_WHAT YOU SHOULD DO_
Could you transcribe every record below exactly as written, leaving out any pictures?

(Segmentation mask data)
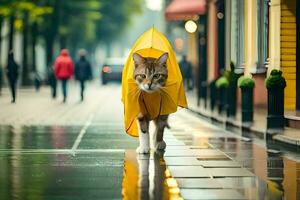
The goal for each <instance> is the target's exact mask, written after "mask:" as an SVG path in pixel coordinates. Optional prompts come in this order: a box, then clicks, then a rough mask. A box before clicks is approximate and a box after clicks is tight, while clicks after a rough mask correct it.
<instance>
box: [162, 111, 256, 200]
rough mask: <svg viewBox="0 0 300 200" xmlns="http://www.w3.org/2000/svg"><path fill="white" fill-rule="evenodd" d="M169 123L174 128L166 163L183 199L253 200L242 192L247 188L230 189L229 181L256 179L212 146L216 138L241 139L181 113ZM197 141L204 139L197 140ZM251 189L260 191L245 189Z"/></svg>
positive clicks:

_THE COMPLETED TASK_
The goal for each <instance> is the target's exact mask, written after "mask:" as an SVG path in pixel coordinates. Optional prompts come in this order: a box, then clicks, then a rough mask. A box before clicks is approximate and a box after clicks is tight, while clicks after a rough mask correct it.
<instance>
box: [162, 111, 256, 200]
rough mask: <svg viewBox="0 0 300 200" xmlns="http://www.w3.org/2000/svg"><path fill="white" fill-rule="evenodd" d="M169 123L174 128L166 163L183 199L253 200L242 192L247 188L230 189L229 181L256 179L212 146L216 138L241 139L181 113ZM197 141L204 139L197 140ZM251 189L260 191L245 189Z"/></svg>
positive clicks:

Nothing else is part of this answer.